→ **Directive**
Filter the records below, copying out every line that contains the word "dishwasher".

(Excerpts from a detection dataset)
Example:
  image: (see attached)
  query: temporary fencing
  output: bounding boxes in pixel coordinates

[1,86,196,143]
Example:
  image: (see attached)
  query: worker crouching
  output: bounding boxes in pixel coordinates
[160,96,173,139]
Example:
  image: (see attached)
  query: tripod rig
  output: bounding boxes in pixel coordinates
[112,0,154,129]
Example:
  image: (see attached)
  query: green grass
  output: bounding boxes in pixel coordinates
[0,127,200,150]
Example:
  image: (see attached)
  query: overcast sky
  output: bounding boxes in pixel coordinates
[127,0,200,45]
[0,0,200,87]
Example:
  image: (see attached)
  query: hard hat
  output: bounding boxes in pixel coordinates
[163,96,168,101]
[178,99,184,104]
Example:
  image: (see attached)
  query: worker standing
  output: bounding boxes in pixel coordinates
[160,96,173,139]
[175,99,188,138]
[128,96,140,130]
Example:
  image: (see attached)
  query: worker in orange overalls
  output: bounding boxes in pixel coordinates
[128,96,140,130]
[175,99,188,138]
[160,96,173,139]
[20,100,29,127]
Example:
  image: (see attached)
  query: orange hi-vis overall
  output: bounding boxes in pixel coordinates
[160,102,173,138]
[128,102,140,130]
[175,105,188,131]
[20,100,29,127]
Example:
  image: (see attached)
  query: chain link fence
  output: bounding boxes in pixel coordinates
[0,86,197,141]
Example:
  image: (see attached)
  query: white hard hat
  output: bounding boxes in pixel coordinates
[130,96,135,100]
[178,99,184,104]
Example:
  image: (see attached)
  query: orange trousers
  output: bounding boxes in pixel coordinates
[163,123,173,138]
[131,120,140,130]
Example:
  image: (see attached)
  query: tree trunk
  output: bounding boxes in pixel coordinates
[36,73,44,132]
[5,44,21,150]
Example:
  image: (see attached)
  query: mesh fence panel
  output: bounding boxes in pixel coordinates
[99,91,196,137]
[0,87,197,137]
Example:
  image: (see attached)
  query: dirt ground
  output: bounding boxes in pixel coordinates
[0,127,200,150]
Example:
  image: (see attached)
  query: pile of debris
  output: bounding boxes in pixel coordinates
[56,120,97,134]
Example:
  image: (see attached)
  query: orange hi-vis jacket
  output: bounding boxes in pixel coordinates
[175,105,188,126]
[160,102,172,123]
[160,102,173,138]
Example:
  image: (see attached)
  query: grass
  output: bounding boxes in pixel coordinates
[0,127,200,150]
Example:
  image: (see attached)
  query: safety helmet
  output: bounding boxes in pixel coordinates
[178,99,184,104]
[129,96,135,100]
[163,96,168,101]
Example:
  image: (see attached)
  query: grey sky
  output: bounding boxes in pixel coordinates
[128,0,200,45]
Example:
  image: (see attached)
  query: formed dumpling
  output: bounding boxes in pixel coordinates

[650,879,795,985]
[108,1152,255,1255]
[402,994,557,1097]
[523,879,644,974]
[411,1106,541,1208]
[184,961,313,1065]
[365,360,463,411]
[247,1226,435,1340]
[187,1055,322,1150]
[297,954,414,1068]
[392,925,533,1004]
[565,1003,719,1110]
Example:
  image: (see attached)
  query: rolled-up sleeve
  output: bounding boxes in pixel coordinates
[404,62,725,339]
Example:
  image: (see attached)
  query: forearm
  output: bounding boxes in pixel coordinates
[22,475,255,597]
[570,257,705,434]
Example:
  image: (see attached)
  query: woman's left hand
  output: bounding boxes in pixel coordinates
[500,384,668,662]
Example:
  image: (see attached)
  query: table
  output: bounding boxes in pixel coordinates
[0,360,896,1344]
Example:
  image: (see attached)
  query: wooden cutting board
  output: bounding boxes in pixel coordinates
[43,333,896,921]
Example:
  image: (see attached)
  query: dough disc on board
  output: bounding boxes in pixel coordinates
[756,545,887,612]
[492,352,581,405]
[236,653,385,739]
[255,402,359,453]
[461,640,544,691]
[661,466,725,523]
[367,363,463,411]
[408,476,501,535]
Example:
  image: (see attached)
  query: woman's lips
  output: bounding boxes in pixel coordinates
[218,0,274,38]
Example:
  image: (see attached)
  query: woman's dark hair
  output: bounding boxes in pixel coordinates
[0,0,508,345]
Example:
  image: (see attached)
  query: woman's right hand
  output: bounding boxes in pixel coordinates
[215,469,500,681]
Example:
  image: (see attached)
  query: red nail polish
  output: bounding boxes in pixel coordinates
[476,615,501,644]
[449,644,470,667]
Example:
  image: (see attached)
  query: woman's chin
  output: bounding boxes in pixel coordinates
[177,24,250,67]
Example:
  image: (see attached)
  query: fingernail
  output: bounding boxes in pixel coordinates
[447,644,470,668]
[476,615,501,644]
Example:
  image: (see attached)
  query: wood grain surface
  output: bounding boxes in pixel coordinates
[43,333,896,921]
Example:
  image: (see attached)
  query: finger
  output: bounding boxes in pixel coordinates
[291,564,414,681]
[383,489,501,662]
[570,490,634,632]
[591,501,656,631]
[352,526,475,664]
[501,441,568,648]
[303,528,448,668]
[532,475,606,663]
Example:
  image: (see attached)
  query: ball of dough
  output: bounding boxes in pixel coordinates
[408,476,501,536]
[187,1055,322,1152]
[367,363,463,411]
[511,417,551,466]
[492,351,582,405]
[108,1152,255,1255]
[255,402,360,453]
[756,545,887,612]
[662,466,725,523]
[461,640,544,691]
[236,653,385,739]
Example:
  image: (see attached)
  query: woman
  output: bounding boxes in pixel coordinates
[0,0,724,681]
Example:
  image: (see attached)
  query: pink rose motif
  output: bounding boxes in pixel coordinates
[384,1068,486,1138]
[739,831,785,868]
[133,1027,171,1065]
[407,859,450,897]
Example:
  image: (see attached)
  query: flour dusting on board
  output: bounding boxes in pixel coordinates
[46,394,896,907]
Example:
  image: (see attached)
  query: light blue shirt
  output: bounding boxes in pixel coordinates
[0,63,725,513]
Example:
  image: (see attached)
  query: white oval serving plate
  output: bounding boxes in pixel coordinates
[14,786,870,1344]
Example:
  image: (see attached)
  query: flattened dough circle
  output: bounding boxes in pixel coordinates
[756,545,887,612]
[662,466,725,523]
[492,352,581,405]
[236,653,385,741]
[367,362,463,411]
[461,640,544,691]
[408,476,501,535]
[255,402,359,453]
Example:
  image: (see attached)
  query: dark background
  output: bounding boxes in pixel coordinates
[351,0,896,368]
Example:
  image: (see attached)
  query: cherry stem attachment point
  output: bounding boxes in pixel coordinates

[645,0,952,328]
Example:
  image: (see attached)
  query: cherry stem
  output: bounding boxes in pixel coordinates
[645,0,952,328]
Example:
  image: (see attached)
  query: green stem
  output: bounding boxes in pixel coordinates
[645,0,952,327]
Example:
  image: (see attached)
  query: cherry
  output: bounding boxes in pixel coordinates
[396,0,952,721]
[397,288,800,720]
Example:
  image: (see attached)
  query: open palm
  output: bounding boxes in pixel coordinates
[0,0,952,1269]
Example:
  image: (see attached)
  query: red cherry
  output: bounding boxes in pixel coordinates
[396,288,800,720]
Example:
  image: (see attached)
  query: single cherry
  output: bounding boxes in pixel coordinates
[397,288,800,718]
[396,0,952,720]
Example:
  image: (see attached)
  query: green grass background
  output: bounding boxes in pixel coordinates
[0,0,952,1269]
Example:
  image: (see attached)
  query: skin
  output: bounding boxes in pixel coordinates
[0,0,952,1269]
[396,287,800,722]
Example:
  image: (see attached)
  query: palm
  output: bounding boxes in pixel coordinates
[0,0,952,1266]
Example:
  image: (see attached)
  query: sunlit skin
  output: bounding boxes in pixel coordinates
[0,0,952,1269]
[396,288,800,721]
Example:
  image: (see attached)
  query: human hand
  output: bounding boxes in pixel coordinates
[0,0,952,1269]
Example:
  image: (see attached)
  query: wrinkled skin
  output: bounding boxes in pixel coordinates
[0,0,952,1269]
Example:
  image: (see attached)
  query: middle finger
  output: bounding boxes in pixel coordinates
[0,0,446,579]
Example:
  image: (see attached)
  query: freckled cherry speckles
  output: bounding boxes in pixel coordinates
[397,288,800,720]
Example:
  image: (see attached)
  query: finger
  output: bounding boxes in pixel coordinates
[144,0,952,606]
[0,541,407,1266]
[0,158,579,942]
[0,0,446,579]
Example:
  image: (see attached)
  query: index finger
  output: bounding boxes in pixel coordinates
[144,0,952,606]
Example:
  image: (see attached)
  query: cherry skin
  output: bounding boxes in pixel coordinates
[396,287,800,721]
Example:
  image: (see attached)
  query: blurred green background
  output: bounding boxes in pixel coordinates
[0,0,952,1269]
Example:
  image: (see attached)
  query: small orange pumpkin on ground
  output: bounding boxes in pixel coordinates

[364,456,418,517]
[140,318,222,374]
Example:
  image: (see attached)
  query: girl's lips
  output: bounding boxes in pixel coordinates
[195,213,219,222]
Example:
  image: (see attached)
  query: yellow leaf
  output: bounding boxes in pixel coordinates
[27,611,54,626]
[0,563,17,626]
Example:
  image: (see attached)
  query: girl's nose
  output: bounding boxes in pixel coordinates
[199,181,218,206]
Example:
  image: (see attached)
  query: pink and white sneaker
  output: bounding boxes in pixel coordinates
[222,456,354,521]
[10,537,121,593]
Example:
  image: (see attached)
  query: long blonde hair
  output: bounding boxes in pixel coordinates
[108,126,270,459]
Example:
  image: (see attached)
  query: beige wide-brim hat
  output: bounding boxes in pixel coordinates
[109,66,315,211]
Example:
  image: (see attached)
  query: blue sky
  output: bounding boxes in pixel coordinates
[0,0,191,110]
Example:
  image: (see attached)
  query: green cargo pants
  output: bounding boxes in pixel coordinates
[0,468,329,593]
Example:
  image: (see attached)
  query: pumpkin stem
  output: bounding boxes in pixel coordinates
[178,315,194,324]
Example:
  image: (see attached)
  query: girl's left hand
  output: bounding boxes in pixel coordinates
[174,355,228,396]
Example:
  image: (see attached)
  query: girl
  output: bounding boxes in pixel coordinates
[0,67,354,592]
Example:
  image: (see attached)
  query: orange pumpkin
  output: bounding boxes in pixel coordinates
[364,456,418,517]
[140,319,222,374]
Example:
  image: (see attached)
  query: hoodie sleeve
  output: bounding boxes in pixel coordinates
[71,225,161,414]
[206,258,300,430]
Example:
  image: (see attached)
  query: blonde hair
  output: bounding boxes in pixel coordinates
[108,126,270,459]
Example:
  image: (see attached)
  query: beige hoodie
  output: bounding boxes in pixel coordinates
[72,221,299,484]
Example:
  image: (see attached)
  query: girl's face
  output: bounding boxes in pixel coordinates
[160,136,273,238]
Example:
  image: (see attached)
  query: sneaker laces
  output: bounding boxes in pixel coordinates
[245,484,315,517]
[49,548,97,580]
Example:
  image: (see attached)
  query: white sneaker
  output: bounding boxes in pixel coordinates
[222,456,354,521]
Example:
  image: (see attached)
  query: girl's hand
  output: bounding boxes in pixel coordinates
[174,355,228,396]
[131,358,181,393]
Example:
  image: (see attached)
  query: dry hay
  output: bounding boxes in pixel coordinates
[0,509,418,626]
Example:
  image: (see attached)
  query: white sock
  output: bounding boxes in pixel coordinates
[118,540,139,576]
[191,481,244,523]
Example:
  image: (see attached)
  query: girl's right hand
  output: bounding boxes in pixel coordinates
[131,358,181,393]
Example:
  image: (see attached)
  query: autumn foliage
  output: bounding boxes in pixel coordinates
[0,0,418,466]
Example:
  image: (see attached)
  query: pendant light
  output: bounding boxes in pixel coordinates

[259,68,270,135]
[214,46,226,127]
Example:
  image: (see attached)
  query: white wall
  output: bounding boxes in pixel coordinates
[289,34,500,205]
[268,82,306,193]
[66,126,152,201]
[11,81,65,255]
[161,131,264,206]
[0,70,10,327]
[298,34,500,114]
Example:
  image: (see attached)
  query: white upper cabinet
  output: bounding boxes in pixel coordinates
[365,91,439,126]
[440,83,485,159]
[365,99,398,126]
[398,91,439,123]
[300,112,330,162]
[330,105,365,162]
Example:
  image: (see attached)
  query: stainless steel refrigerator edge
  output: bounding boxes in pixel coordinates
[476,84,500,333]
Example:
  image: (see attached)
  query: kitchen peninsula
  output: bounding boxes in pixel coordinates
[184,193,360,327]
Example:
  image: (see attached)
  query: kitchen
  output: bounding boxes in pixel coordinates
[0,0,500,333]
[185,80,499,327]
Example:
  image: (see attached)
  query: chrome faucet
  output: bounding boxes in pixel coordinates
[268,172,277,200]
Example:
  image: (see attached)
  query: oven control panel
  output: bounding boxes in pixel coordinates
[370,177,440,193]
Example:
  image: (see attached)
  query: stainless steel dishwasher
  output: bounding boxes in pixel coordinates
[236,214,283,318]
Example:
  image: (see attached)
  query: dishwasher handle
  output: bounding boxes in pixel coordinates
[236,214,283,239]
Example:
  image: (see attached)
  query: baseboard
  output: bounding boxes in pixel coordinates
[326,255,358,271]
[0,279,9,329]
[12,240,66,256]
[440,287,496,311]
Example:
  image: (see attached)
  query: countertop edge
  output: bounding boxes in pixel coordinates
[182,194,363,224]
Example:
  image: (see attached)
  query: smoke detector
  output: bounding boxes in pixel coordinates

→ **Complete output**
  query: stainless steel dishwasher
  query: dishwasher handle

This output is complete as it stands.